- WHAT YOU ARE ASKED TO DO -
A word-for-word copy of the entries, with images excluded, is the expected answer.

- DATA RECORDS -
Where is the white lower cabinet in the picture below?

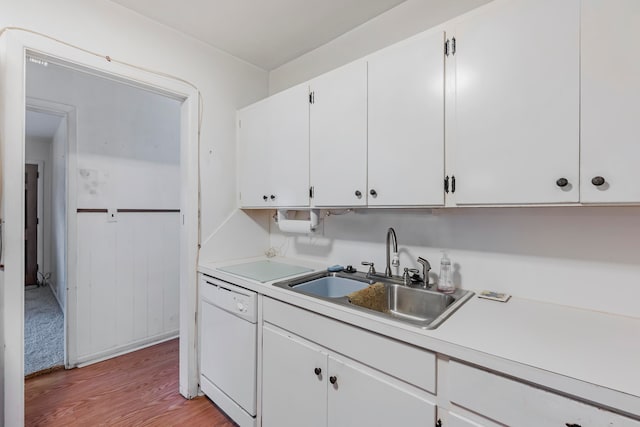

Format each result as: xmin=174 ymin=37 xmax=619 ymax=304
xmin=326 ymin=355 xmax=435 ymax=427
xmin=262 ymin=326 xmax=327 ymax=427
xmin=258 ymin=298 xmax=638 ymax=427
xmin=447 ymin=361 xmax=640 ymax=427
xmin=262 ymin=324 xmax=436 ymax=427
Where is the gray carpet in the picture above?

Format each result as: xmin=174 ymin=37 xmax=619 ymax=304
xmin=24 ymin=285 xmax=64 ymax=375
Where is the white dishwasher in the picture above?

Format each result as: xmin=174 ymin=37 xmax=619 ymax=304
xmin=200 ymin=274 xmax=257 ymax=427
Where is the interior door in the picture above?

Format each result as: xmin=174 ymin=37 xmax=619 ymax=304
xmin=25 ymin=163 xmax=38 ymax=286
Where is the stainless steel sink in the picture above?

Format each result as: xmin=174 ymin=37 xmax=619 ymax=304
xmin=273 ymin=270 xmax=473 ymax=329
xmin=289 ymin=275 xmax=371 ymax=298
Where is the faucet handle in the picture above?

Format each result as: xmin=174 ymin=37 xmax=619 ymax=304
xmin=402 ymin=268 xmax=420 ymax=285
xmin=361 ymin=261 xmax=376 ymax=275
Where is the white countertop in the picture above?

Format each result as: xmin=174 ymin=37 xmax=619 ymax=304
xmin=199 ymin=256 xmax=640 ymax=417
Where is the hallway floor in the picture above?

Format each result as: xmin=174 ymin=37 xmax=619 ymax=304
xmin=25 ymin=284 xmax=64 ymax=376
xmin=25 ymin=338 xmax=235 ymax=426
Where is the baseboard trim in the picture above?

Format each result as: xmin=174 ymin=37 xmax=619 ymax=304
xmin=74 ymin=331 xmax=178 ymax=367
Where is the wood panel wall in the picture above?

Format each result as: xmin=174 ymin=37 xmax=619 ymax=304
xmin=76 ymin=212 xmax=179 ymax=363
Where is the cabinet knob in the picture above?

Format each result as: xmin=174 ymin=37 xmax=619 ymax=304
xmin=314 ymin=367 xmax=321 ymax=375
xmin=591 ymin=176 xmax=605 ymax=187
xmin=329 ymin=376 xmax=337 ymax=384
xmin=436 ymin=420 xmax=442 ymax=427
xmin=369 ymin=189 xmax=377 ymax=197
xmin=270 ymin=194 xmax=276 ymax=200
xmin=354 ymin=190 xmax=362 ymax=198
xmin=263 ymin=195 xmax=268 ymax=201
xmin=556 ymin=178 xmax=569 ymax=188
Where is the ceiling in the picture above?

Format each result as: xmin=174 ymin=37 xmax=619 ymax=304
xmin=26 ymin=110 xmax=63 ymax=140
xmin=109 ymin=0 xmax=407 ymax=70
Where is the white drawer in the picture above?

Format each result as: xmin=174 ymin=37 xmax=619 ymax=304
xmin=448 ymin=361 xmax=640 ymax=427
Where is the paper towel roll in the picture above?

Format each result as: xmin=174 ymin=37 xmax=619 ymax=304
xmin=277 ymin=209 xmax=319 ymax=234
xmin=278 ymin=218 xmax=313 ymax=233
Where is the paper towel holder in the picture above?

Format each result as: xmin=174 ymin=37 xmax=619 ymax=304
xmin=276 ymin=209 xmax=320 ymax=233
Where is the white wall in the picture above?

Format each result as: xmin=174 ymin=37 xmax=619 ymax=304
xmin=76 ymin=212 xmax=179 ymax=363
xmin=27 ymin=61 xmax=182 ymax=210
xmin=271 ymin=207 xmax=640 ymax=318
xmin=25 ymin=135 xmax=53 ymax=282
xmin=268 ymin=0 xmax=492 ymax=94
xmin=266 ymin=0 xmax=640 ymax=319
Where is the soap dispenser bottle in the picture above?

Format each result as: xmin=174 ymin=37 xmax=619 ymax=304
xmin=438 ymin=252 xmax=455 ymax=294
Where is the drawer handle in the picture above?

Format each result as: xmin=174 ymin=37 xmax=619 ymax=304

- SOLUTION TO THE EXERCISE -
Where is the white lower cabinet in the picture below?


Format each result as: xmin=174 ymin=37 xmax=619 ymax=304
xmin=326 ymin=355 xmax=435 ymax=427
xmin=262 ymin=326 xmax=327 ymax=427
xmin=258 ymin=298 xmax=638 ymax=427
xmin=447 ymin=361 xmax=640 ymax=427
xmin=262 ymin=324 xmax=436 ymax=427
Where is the gray carpet in the picture above?

Format each result as: xmin=174 ymin=37 xmax=619 ymax=304
xmin=24 ymin=285 xmax=64 ymax=375
Where is the white dishwasher in the picture above?

Format each result as: xmin=174 ymin=37 xmax=619 ymax=304
xmin=200 ymin=274 xmax=257 ymax=427
Where is the interior door in the picture above?

Format each result as: xmin=174 ymin=37 xmax=619 ymax=304
xmin=25 ymin=163 xmax=38 ymax=286
Where is the stainless steel sink in the picture above?

Format each result as: xmin=174 ymin=37 xmax=619 ymax=304
xmin=273 ymin=270 xmax=473 ymax=329
xmin=289 ymin=275 xmax=371 ymax=298
Where is the faucet handle in the picture above?

Format each result as: xmin=174 ymin=37 xmax=619 ymax=304
xmin=402 ymin=268 xmax=420 ymax=285
xmin=361 ymin=261 xmax=376 ymax=275
Where is the white countertop in the picture above?

Format each result as: xmin=174 ymin=37 xmax=619 ymax=304
xmin=199 ymin=256 xmax=640 ymax=417
Where is the hallway floor in the picture above?

Format each result as: xmin=174 ymin=37 xmax=619 ymax=304
xmin=25 ymin=284 xmax=64 ymax=376
xmin=25 ymin=338 xmax=235 ymax=426
Where is the baseboard trim in the picture above?

Format each result as: xmin=174 ymin=37 xmax=619 ymax=304
xmin=74 ymin=331 xmax=178 ymax=367
Where is the wood panel wall in the picture above?

Format each result as: xmin=174 ymin=37 xmax=619 ymax=304
xmin=76 ymin=212 xmax=179 ymax=363
Where is the cabinet knob in the picture above?

Format each result as: xmin=174 ymin=37 xmax=619 ymax=304
xmin=314 ymin=367 xmax=321 ymax=375
xmin=591 ymin=176 xmax=605 ymax=187
xmin=329 ymin=376 xmax=337 ymax=384
xmin=436 ymin=420 xmax=442 ymax=427
xmin=369 ymin=189 xmax=377 ymax=197
xmin=270 ymin=194 xmax=276 ymax=200
xmin=354 ymin=190 xmax=362 ymax=198
xmin=263 ymin=195 xmax=268 ymax=201
xmin=556 ymin=178 xmax=569 ymax=188
Where is the ceiling in the picture above?

Format each result as: xmin=174 ymin=37 xmax=619 ymax=304
xmin=26 ymin=110 xmax=63 ymax=140
xmin=109 ymin=0 xmax=407 ymax=70
Where is the white drawer in the picture above?

Format each result as: xmin=174 ymin=37 xmax=619 ymax=304
xmin=448 ymin=361 xmax=640 ymax=427
Where is the paper towel roll in the picture above?

Format each result as: xmin=174 ymin=37 xmax=619 ymax=304
xmin=277 ymin=209 xmax=319 ymax=234
xmin=278 ymin=218 xmax=313 ymax=233
Where is the paper towel holder in the picture above?

Format each result as: xmin=174 ymin=37 xmax=619 ymax=304
xmin=276 ymin=209 xmax=320 ymax=233
Where is the white wall in the picture above?

Format each result as: xmin=174 ymin=37 xmax=619 ymax=304
xmin=76 ymin=212 xmax=179 ymax=363
xmin=27 ymin=61 xmax=182 ymax=210
xmin=271 ymin=207 xmax=640 ymax=318
xmin=25 ymin=135 xmax=53 ymax=282
xmin=268 ymin=0 xmax=492 ymax=94
xmin=266 ymin=0 xmax=640 ymax=319
Where is the soap dispenser bottle in the picture above?

Format each result as: xmin=174 ymin=37 xmax=619 ymax=304
xmin=438 ymin=252 xmax=455 ymax=294
Where is the drawer handle in the picture above?

Format each result as: xmin=174 ymin=37 xmax=619 ymax=304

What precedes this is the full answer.